### SELECTED PASSAGE
=== Section Start ===

Bud Osborn was heroic for DTES
May 07th, 2014
Vancouver poet and Downtown Eastside activist Bud Osborn, the unofficial archivist of Canada’s poorest neighbourhood and its most eloquent and forceful author and spokesman, has died on May 6, 2014, at age 66, after recently being diagnosed with pneumonia. He was hospitalized for five weeks, came home for one day, then had chest pains and shortness of breath. He collapsed and was rushed to emergency, but died, according to Ann Livingston, a former partner and co-founder of VANDU (Vancouver Area Network of Drug Users). Tweeted tributes began early on May 7, 2014 when the news first aired on CBC Radio.
NDP MP for Vancouver East, Libby Davies, a longtime friend, says Osborn’s passing is an enormous loss to the community and that he was a hero to the people of the DTES and the City of Vancouver overall. She adds that Bud Osborn understood harm reduction and safe injection sites as important health measures and a fundamental human right. “I credit him with being able to change the way people perceive drug users,” Davies says.
Osborn’s poetry worked in tandem with his activism for people living on the street and poverty issues. “His words captured the raw horror of being abandoned, poor, cold and lonely,” says Livingston. His first publisher, Brian Kaufman of Anvil Press, recalls: “In 1994, Bud delivered his typewritten manuscript, Lonesome Monsters, to the Anvil offices on the second floor of the Lee Building at Main and Broadway. And what I saw in Bud’s work then was the same thing I see now when I open one of his books: raw, brave, human, unadorned depictions of people caught in the meat-grinder life of poverty, homelessness, addiction, and violence. He gave voice to the many that could not put it down in words, to the many who are never listened to. The epigraph he gave me for the book was this: ‘the primary intention of my writing has been fidelity to my experience and those of the people about whom I write.’ And in that, he never wavered.”

=== Section End ===

### DATA SHOWN

=== Section Start ===

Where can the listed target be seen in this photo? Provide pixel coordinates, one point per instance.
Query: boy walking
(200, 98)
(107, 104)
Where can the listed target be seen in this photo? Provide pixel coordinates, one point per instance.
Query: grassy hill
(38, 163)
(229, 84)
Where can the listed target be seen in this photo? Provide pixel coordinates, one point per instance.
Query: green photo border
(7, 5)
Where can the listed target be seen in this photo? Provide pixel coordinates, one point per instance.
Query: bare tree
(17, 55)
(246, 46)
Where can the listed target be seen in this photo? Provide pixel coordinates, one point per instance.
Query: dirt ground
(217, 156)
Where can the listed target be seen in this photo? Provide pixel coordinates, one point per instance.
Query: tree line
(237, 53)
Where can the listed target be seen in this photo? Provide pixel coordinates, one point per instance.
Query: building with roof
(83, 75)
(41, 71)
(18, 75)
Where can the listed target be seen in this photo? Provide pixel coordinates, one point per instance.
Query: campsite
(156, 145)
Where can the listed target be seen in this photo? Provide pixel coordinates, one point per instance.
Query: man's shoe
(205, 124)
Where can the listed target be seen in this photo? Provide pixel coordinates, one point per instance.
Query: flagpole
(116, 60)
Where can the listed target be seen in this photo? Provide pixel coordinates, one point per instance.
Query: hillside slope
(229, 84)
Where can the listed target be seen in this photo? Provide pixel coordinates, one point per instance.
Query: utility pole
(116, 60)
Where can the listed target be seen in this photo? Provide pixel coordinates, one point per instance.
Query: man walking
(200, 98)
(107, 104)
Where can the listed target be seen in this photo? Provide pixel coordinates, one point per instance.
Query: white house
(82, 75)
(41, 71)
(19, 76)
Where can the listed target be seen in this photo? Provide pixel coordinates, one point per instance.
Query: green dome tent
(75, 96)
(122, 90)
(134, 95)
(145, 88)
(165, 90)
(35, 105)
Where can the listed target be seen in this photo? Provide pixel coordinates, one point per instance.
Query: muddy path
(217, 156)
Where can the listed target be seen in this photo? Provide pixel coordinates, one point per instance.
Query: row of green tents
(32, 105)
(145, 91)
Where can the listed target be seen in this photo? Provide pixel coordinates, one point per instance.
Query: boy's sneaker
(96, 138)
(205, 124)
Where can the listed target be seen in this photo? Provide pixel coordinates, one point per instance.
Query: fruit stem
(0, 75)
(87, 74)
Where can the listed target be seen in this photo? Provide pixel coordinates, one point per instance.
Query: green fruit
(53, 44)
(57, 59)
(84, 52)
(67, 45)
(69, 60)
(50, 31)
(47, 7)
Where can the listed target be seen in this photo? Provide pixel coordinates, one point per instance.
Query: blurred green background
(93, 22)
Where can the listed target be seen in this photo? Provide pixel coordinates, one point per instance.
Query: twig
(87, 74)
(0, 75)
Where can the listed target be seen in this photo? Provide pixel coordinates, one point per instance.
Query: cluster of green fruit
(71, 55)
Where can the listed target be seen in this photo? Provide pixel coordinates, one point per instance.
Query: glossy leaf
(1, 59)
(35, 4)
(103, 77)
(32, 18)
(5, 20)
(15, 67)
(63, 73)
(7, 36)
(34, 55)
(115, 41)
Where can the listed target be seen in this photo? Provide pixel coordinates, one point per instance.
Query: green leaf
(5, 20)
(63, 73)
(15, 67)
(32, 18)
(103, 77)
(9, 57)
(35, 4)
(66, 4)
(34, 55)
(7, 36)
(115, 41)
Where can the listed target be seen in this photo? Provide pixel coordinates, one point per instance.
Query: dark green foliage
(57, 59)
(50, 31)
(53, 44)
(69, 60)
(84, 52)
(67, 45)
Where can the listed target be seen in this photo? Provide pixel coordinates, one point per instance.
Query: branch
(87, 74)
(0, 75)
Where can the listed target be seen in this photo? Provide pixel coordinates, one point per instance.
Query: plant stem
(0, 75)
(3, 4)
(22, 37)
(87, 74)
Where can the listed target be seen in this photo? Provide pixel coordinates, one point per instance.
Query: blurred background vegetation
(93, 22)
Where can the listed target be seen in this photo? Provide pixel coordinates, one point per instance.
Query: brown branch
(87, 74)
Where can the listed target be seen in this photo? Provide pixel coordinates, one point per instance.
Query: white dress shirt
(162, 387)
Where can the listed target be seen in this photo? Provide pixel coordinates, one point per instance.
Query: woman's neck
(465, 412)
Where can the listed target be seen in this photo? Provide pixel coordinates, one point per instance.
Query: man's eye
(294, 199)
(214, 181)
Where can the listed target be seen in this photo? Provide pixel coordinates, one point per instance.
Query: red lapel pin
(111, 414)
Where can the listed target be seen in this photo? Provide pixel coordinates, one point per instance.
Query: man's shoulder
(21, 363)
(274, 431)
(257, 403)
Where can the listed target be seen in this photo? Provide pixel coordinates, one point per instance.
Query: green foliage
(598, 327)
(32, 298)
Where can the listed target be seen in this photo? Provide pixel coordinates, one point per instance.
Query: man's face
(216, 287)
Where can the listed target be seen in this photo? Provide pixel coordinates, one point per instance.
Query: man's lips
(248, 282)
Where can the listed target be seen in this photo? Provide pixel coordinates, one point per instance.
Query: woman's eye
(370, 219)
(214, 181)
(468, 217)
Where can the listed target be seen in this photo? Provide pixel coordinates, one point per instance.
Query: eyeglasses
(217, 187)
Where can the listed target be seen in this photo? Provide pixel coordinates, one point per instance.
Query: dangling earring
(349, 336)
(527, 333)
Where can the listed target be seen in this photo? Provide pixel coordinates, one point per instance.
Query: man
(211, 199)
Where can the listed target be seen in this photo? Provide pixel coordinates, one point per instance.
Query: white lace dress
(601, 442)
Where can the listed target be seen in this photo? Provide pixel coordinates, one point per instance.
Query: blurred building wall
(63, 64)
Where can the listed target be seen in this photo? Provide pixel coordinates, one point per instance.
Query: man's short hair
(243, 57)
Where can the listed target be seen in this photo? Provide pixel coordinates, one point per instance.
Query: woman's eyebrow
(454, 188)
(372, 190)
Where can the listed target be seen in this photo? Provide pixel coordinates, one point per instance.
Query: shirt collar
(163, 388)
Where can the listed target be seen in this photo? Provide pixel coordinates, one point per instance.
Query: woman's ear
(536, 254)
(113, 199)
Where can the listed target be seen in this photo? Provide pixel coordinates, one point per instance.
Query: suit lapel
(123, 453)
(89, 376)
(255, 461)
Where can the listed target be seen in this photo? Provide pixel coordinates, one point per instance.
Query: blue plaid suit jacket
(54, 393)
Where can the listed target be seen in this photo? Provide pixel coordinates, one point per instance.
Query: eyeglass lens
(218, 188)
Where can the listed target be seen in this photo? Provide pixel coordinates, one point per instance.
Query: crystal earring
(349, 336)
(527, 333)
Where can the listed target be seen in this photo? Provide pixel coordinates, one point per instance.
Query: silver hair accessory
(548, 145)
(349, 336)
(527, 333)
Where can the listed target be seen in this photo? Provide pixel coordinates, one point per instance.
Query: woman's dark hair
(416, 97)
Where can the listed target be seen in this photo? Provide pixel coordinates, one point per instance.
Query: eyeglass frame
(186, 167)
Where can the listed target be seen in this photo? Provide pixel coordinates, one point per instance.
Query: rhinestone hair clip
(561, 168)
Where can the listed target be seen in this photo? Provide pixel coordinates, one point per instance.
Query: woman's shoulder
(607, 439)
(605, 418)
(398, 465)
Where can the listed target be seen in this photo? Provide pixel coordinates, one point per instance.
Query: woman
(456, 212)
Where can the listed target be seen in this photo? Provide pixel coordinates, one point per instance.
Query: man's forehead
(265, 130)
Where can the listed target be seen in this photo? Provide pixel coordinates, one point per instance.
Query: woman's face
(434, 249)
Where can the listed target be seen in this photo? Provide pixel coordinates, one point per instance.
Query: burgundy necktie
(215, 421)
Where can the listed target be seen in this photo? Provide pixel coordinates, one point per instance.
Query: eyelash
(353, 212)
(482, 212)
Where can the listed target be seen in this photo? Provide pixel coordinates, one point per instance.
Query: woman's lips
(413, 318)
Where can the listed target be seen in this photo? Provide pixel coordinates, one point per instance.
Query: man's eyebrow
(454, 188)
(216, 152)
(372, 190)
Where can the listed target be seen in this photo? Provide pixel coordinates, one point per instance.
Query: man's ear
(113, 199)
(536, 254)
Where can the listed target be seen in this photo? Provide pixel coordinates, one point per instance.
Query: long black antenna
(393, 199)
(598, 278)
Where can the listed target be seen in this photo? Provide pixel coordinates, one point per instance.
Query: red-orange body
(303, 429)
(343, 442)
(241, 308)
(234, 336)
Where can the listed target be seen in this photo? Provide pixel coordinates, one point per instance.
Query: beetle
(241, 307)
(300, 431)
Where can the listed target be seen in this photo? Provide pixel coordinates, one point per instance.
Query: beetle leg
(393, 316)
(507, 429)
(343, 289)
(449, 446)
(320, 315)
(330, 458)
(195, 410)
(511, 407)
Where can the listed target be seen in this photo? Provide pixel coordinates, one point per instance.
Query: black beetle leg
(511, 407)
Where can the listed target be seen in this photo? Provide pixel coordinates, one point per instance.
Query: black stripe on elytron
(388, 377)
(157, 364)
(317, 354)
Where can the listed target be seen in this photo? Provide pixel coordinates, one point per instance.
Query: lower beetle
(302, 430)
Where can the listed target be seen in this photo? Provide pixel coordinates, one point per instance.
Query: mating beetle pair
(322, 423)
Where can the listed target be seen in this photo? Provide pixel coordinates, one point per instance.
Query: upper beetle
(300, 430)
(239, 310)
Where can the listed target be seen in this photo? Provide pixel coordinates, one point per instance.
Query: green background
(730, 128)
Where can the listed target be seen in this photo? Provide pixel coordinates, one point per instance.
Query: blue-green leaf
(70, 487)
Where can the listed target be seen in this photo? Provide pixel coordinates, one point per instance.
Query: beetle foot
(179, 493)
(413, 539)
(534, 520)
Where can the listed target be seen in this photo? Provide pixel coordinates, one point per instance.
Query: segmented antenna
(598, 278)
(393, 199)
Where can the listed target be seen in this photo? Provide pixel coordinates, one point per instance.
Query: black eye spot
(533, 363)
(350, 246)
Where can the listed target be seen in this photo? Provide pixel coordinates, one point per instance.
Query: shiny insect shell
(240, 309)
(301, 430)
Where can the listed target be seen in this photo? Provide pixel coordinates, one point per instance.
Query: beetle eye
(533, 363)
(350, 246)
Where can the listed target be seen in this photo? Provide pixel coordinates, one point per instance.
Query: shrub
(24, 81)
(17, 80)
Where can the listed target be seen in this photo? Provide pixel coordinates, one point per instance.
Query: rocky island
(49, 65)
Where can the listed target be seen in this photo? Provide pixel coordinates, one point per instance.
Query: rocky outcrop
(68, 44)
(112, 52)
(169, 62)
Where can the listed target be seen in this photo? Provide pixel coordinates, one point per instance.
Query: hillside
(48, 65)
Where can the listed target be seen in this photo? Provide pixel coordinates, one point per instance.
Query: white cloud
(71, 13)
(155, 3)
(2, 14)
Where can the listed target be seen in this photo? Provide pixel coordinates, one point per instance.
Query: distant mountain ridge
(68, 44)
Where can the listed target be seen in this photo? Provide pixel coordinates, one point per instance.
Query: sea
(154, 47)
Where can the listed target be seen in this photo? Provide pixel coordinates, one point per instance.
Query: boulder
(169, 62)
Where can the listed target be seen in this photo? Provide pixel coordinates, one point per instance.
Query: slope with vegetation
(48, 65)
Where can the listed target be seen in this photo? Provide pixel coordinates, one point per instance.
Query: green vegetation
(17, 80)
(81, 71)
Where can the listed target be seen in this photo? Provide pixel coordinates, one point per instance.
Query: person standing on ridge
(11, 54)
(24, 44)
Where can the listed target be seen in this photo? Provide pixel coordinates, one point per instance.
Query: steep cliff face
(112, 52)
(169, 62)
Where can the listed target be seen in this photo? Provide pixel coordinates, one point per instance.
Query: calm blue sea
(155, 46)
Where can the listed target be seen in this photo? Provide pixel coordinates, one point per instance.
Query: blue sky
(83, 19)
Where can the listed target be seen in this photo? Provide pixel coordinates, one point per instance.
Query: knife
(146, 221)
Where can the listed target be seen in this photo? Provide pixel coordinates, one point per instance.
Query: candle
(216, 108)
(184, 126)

=== Section End ===

### EXERCISE INSTRUCTIONS
Copy out the full text of the tribute to Bud Osborn word for word. The lines above play no part in what follows.

### REPLY
Bud Osborn was heroic for DTES
May 07th, 2014
Vancouver poet and Downtown Eastside activist Bud Osborn, the unofficial archivist of Canada’s poorest neighbourhood and its most eloquent and forceful author and spokesman, has died on May 6, 2014, at age 66, after recently being diagnosed with pneumonia. He was hospitalized for five weeks, came home for one day, then had chest pains and shortness of breath. He collapsed and was rushed to emergency, but died, according to Ann Livingston, a former partner and co-founder of VANDU (Vancouver Area Network of Drug Users). Tweeted tributes began early on May 7, 2014 when the news first aired on CBC Radio.
NDP MP for Vancouver East, Libby Davies, a longtime friend, says Osborn’s passing is an enormous loss to the community and that he was a hero to the people of the DTES and the City of Vancouver overall. She adds that Bud Osborn understood harm reduction and safe injection sites as important health measures and a fundamental human right. “I credit him with being able to change the way people perceive drug users,” Davies says.
Osborn’s poetry worked in tandem with his activism for people living on the street and poverty issues. “His words captured the raw horror of being abandoned, poor, cold and lonely,” says Livingston. His first publisher, Brian Kaufman of Anvil Press, recalls: “In 1994, Bud delivered his typewritten manuscript, Lonesome Monsters, to the Anvil offices on the second floor of the Lee Building at Main and Broadway. And what I saw in Bud’s work then was the same thing I see now when I open one of his books: raw, brave, human, unadorned depictions of people caught in the meat-grinder life of poverty, homelessness, addiction, and violence. He gave voice to the many that could not put it down in words, to the many who are never listened to. The epigraph he gave me for the book was this: ‘the primary intention of my writing has been fidelity to my experience and those of the people about whom I write.’ And in that, he never wavered.”